** Source records **

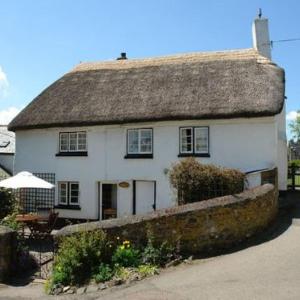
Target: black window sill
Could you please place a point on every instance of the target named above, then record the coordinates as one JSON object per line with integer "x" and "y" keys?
{"x": 194, "y": 155}
{"x": 73, "y": 207}
{"x": 75, "y": 153}
{"x": 138, "y": 156}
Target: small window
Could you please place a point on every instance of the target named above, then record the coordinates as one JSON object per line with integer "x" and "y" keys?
{"x": 201, "y": 139}
{"x": 194, "y": 141}
{"x": 186, "y": 140}
{"x": 72, "y": 141}
{"x": 63, "y": 193}
{"x": 68, "y": 193}
{"x": 139, "y": 141}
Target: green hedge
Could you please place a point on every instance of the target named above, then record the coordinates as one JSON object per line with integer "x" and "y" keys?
{"x": 195, "y": 181}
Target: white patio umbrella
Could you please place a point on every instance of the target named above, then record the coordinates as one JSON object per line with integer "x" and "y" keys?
{"x": 25, "y": 180}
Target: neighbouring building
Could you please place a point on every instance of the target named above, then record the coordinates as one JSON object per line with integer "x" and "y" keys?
{"x": 294, "y": 150}
{"x": 7, "y": 152}
{"x": 106, "y": 133}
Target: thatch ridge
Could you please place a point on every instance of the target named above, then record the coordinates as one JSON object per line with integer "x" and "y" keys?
{"x": 211, "y": 85}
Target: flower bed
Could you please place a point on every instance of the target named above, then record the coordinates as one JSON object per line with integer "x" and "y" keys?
{"x": 89, "y": 257}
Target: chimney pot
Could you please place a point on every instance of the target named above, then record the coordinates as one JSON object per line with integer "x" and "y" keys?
{"x": 260, "y": 35}
{"x": 123, "y": 56}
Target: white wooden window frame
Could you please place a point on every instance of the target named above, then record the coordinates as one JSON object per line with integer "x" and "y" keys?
{"x": 68, "y": 197}
{"x": 203, "y": 129}
{"x": 139, "y": 130}
{"x": 68, "y": 134}
{"x": 193, "y": 129}
{"x": 192, "y": 140}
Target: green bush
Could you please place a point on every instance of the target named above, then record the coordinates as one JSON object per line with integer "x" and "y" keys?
{"x": 195, "y": 181}
{"x": 104, "y": 273}
{"x": 7, "y": 203}
{"x": 79, "y": 257}
{"x": 126, "y": 255}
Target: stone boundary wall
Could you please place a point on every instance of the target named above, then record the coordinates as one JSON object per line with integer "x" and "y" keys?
{"x": 200, "y": 227}
{"x": 7, "y": 251}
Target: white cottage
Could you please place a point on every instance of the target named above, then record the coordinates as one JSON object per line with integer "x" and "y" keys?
{"x": 106, "y": 133}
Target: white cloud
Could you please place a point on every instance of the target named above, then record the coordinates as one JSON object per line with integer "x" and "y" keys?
{"x": 8, "y": 114}
{"x": 3, "y": 83}
{"x": 292, "y": 115}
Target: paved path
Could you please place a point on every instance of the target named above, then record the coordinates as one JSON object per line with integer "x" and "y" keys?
{"x": 270, "y": 270}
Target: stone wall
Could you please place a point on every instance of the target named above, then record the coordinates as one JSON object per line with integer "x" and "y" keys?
{"x": 201, "y": 227}
{"x": 7, "y": 251}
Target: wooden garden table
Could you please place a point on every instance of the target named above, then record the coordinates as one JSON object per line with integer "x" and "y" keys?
{"x": 26, "y": 219}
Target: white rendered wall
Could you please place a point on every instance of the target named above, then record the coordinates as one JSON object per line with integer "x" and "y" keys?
{"x": 7, "y": 161}
{"x": 246, "y": 144}
{"x": 282, "y": 152}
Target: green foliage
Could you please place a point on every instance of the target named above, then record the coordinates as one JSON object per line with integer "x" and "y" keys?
{"x": 7, "y": 203}
{"x": 123, "y": 273}
{"x": 295, "y": 127}
{"x": 126, "y": 255}
{"x": 195, "y": 181}
{"x": 104, "y": 273}
{"x": 78, "y": 257}
{"x": 147, "y": 270}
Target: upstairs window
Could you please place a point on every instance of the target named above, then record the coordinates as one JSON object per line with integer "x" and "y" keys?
{"x": 73, "y": 141}
{"x": 194, "y": 141}
{"x": 140, "y": 143}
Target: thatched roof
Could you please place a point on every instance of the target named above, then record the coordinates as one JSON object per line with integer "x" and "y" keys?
{"x": 210, "y": 85}
{"x": 7, "y": 141}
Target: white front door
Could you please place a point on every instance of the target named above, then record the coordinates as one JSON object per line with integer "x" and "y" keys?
{"x": 144, "y": 196}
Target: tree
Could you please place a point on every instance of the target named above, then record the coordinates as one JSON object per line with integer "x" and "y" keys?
{"x": 295, "y": 127}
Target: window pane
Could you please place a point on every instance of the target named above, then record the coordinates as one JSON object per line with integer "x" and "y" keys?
{"x": 186, "y": 140}
{"x": 73, "y": 141}
{"x": 64, "y": 141}
{"x": 133, "y": 141}
{"x": 63, "y": 193}
{"x": 146, "y": 141}
{"x": 74, "y": 193}
{"x": 81, "y": 141}
{"x": 201, "y": 140}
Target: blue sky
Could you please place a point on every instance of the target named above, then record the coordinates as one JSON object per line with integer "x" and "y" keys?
{"x": 42, "y": 40}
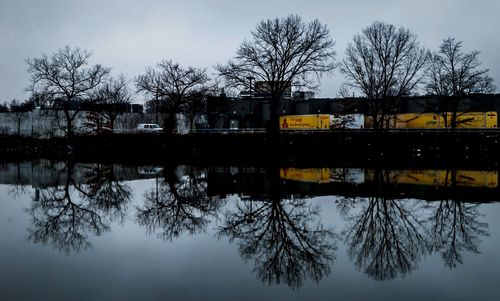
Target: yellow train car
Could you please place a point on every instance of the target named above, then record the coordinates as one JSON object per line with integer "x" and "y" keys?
{"x": 305, "y": 122}
{"x": 469, "y": 120}
{"x": 419, "y": 121}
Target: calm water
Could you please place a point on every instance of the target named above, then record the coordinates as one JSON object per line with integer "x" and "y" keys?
{"x": 103, "y": 232}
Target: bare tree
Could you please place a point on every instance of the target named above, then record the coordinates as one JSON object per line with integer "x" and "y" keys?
{"x": 452, "y": 75}
{"x": 65, "y": 81}
{"x": 282, "y": 53}
{"x": 384, "y": 64}
{"x": 170, "y": 86}
{"x": 19, "y": 112}
{"x": 113, "y": 97}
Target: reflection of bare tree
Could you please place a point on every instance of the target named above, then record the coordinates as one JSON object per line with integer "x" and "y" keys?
{"x": 385, "y": 237}
{"x": 20, "y": 184}
{"x": 283, "y": 238}
{"x": 176, "y": 205}
{"x": 108, "y": 193}
{"x": 64, "y": 215}
{"x": 456, "y": 228}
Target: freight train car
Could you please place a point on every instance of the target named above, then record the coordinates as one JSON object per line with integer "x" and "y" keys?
{"x": 305, "y": 122}
{"x": 469, "y": 120}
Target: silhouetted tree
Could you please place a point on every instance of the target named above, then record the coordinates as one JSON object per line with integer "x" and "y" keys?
{"x": 19, "y": 112}
{"x": 282, "y": 53}
{"x": 384, "y": 64}
{"x": 65, "y": 82}
{"x": 4, "y": 108}
{"x": 170, "y": 87}
{"x": 283, "y": 238}
{"x": 452, "y": 75}
{"x": 112, "y": 97}
{"x": 177, "y": 205}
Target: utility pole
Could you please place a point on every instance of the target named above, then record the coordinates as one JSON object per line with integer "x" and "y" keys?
{"x": 250, "y": 78}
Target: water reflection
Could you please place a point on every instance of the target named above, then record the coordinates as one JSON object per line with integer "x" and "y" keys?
{"x": 65, "y": 213}
{"x": 178, "y": 204}
{"x": 385, "y": 237}
{"x": 391, "y": 219}
{"x": 284, "y": 237}
{"x": 455, "y": 228}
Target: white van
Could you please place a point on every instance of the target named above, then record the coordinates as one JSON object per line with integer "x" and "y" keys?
{"x": 149, "y": 127}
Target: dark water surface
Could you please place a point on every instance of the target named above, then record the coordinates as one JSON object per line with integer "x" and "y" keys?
{"x": 113, "y": 232}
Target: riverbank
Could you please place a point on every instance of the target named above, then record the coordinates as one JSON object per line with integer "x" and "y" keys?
{"x": 340, "y": 148}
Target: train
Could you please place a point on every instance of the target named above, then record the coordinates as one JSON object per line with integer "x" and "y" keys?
{"x": 465, "y": 120}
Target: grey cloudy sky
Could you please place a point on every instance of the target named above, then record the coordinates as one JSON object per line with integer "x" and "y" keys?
{"x": 128, "y": 35}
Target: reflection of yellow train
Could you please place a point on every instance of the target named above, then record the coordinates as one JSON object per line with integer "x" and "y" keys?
{"x": 437, "y": 121}
{"x": 467, "y": 178}
{"x": 316, "y": 175}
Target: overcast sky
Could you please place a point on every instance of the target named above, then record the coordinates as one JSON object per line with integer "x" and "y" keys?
{"x": 128, "y": 35}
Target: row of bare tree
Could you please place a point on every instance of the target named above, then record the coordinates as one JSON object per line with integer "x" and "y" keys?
{"x": 383, "y": 63}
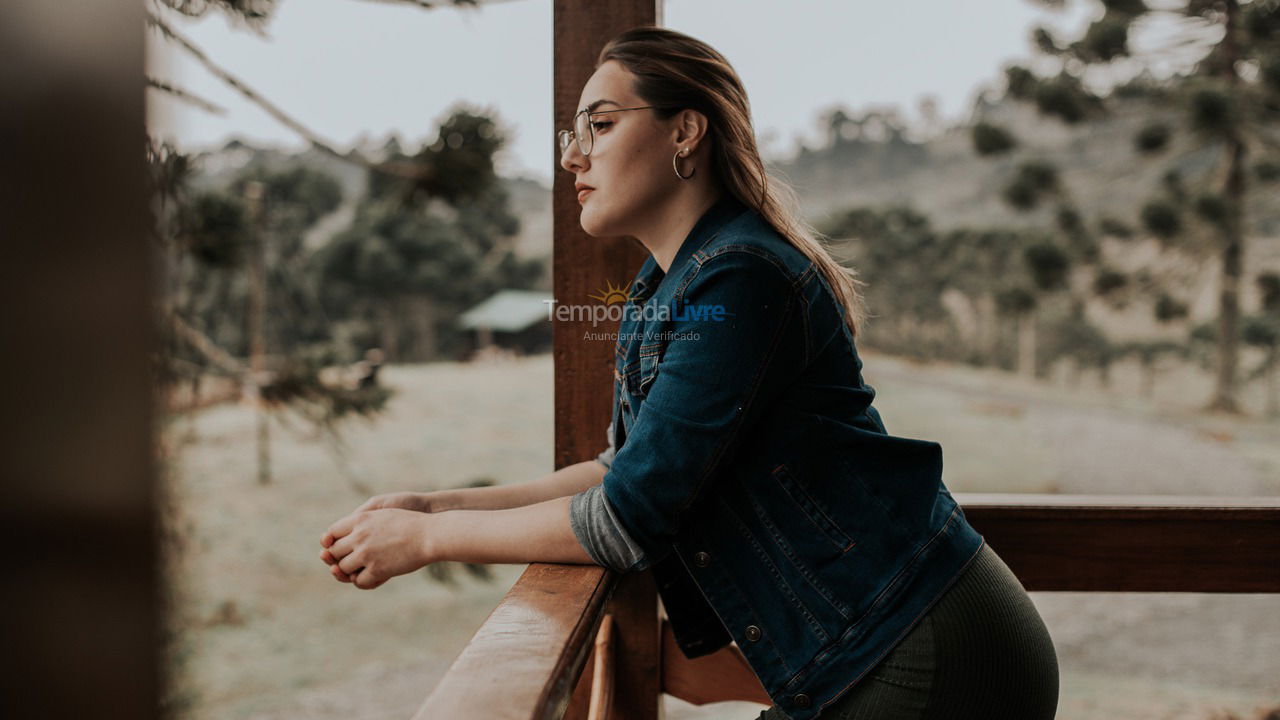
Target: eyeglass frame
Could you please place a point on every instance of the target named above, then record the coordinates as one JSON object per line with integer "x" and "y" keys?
{"x": 562, "y": 133}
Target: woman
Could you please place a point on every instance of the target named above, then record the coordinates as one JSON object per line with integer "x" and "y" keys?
{"x": 746, "y": 465}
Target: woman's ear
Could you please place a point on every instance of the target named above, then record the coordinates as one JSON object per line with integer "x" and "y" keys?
{"x": 690, "y": 130}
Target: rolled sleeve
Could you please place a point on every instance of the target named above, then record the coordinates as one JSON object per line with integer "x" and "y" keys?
{"x": 712, "y": 383}
{"x": 599, "y": 532}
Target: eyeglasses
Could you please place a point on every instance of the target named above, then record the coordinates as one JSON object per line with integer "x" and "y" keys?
{"x": 584, "y": 130}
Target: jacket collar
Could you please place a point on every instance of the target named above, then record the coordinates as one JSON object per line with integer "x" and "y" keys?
{"x": 713, "y": 219}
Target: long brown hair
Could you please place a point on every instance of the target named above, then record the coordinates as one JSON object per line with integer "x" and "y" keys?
{"x": 673, "y": 72}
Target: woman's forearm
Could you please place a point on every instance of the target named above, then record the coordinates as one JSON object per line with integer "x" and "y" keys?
{"x": 534, "y": 533}
{"x": 567, "y": 481}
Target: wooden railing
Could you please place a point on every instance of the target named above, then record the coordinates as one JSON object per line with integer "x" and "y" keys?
{"x": 584, "y": 643}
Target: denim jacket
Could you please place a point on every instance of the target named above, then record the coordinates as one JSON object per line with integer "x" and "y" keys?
{"x": 750, "y": 473}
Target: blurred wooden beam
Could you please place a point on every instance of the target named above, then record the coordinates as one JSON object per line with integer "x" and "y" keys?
{"x": 82, "y": 592}
{"x": 1133, "y": 543}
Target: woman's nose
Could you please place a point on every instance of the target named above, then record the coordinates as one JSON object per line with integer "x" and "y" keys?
{"x": 572, "y": 158}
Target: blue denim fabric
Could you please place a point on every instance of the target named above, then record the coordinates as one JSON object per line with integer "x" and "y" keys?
{"x": 757, "y": 479}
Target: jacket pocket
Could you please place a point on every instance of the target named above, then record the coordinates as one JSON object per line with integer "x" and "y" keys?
{"x": 645, "y": 369}
{"x": 812, "y": 507}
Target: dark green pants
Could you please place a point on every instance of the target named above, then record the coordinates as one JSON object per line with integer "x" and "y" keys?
{"x": 981, "y": 652}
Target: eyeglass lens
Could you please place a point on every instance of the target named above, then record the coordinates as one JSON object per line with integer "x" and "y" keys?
{"x": 583, "y": 132}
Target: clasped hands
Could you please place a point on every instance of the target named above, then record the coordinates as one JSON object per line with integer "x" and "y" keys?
{"x": 389, "y": 534}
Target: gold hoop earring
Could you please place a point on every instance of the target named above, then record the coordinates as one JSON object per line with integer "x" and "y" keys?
{"x": 675, "y": 159}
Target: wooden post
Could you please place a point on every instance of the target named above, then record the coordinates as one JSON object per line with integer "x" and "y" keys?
{"x": 581, "y": 267}
{"x": 81, "y": 625}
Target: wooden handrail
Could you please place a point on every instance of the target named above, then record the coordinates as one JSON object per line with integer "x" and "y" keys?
{"x": 525, "y": 660}
{"x": 602, "y": 671}
{"x": 526, "y": 657}
{"x": 1133, "y": 543}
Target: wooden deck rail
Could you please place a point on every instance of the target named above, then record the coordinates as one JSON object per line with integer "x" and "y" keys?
{"x": 528, "y": 659}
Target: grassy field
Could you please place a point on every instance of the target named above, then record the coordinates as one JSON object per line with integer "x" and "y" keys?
{"x": 266, "y": 633}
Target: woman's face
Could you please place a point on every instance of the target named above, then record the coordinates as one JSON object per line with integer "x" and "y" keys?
{"x": 629, "y": 168}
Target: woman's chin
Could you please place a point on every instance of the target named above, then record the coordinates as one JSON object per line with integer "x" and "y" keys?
{"x": 592, "y": 224}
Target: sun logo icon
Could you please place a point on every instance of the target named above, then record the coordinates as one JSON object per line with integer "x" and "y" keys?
{"x": 612, "y": 295}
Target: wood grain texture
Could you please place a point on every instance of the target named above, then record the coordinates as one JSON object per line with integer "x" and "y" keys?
{"x": 528, "y": 655}
{"x": 1133, "y": 543}
{"x": 584, "y": 265}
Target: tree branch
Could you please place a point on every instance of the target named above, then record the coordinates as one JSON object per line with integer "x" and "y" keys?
{"x": 401, "y": 169}
{"x": 209, "y": 106}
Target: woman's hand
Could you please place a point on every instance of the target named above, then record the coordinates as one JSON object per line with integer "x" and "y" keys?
{"x": 416, "y": 501}
{"x": 370, "y": 547}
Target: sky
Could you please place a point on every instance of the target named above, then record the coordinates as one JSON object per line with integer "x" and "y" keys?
{"x": 359, "y": 68}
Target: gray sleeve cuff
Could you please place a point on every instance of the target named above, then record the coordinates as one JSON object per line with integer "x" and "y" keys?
{"x": 607, "y": 456}
{"x": 600, "y": 534}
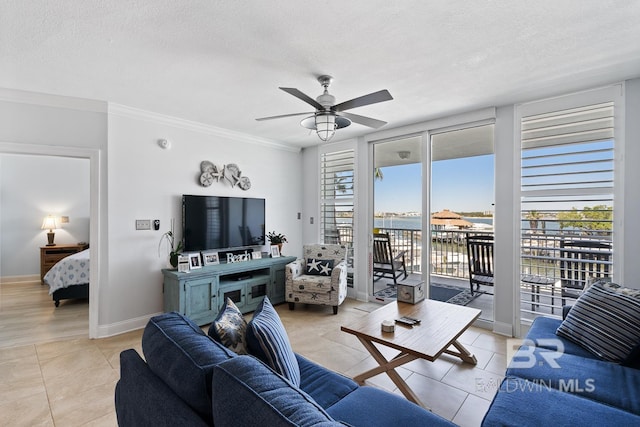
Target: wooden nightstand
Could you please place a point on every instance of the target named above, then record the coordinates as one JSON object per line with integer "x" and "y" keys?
{"x": 50, "y": 255}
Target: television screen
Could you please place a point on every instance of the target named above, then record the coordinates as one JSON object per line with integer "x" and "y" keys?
{"x": 212, "y": 222}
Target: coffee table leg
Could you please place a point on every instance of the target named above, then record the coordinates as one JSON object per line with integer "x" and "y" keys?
{"x": 462, "y": 353}
{"x": 388, "y": 367}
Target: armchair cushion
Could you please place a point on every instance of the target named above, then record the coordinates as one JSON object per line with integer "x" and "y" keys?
{"x": 268, "y": 341}
{"x": 319, "y": 267}
{"x": 604, "y": 320}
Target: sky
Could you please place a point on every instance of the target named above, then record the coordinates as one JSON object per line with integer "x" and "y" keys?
{"x": 460, "y": 185}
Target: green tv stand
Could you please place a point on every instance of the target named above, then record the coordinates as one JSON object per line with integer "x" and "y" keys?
{"x": 199, "y": 294}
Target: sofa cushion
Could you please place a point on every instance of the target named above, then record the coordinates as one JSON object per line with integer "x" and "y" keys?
{"x": 604, "y": 320}
{"x": 319, "y": 267}
{"x": 246, "y": 392}
{"x": 230, "y": 328}
{"x": 268, "y": 340}
{"x": 543, "y": 334}
{"x": 183, "y": 356}
{"x": 520, "y": 402}
{"x": 142, "y": 399}
{"x": 324, "y": 386}
{"x": 597, "y": 380}
{"x": 369, "y": 406}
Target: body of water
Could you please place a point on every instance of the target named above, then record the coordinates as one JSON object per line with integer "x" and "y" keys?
{"x": 415, "y": 223}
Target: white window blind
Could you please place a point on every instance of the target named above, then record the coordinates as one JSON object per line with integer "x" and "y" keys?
{"x": 567, "y": 203}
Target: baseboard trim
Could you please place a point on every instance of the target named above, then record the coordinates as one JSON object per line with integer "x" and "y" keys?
{"x": 19, "y": 279}
{"x": 105, "y": 331}
{"x": 502, "y": 328}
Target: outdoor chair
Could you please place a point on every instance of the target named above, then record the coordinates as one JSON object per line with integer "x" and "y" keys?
{"x": 385, "y": 264}
{"x": 480, "y": 260}
{"x": 320, "y": 277}
{"x": 580, "y": 262}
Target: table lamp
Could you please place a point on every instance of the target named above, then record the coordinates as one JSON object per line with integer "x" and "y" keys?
{"x": 51, "y": 224}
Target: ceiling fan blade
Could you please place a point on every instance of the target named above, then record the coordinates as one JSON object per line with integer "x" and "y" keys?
{"x": 367, "y": 121}
{"x": 372, "y": 98}
{"x": 283, "y": 116}
{"x": 306, "y": 98}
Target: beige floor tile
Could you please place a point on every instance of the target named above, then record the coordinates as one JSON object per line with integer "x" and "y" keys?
{"x": 491, "y": 342}
{"x": 497, "y": 364}
{"x": 20, "y": 369}
{"x": 441, "y": 398}
{"x": 16, "y": 353}
{"x": 78, "y": 381}
{"x": 22, "y": 388}
{"x": 472, "y": 411}
{"x": 66, "y": 364}
{"x": 58, "y": 348}
{"x": 88, "y": 406}
{"x": 473, "y": 380}
{"x": 29, "y": 411}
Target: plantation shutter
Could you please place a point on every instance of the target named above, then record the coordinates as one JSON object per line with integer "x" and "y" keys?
{"x": 567, "y": 201}
{"x": 337, "y": 196}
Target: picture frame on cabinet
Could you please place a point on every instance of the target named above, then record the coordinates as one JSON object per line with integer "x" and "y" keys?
{"x": 210, "y": 258}
{"x": 183, "y": 263}
{"x": 275, "y": 251}
{"x": 194, "y": 261}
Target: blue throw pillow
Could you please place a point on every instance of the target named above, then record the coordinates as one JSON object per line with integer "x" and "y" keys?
{"x": 605, "y": 320}
{"x": 229, "y": 328}
{"x": 319, "y": 267}
{"x": 268, "y": 341}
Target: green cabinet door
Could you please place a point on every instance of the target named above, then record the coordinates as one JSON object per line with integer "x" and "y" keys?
{"x": 201, "y": 296}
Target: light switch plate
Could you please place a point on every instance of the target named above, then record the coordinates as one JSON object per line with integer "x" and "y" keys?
{"x": 143, "y": 224}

** EXERCISE DETAILS **
Set down only these lines, exactly: the line containing "Target: plantation shutter" and each line after it, through the end of the listing.

** SOLUTION TO THE EXERCISE **
Target: plantation shutter
Could you please place a point on every instance of the target named above, then record the coordinates as one JSON object per line with integer "x" and "y" keys?
{"x": 567, "y": 201}
{"x": 337, "y": 196}
Target: picture frame on cabinet
Could you please place a point on every instance of the target named above, then record the coordinates as one JSON object per line with integer "x" and "y" keys?
{"x": 210, "y": 258}
{"x": 183, "y": 263}
{"x": 275, "y": 251}
{"x": 194, "y": 261}
Target: blue throw pillow
Could you please place a point on every instance of the target named above, then record the coordinates as one JSON object per line with integer "x" and "y" keys?
{"x": 605, "y": 320}
{"x": 229, "y": 328}
{"x": 319, "y": 267}
{"x": 268, "y": 341}
Target: green cabinet door
Could you please place a point on every instance of the target named above, then record the coordinates as one JSON object per line with integer "x" and "y" keys?
{"x": 201, "y": 296}
Target: light switch plate
Could you please place a point on every instance of the target named above, then record the coordinates as one JSON object per line with integer "x" and "y" keys?
{"x": 143, "y": 224}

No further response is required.